Provided entries: Begin

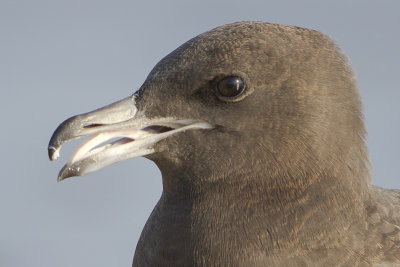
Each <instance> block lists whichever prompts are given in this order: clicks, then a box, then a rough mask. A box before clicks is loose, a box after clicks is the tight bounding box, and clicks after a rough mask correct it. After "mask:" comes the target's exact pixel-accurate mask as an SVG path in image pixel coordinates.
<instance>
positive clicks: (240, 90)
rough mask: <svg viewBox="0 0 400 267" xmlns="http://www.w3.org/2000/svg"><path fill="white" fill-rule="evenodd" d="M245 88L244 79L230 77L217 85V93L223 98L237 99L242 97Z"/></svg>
mask: <svg viewBox="0 0 400 267" xmlns="http://www.w3.org/2000/svg"><path fill="white" fill-rule="evenodd" d="M245 87H246V86H245V84H244V82H243V80H242V78H240V77H238V76H229V77H226V78H224V79H222V80H220V81H219V82H218V83H217V87H216V91H217V93H218V95H220V96H222V97H235V96H238V95H240V94H241V93H242V92H243V91H244V89H245Z"/></svg>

Provided entries: End

Copy out everything from the start of the rows down to the line containing "rough mask: <svg", both ends included, leaving out the pictures.

Each <instance> block lists whichever prompts are given in this order: clicks, then a box, then a rough mask. A box before clicks is loose, a box after clicks is the tight bounding box, and clicks after a rough mask correct it. After "mask:" comes the target's exact pixel-accurate mask as an SVG path in image pixel coordinates.
<instance>
positive clicks: (240, 90)
rough mask: <svg viewBox="0 0 400 267" xmlns="http://www.w3.org/2000/svg"><path fill="white" fill-rule="evenodd" d="M245 88L244 79L230 77L217 85V93L223 98L237 99L242 97Z"/></svg>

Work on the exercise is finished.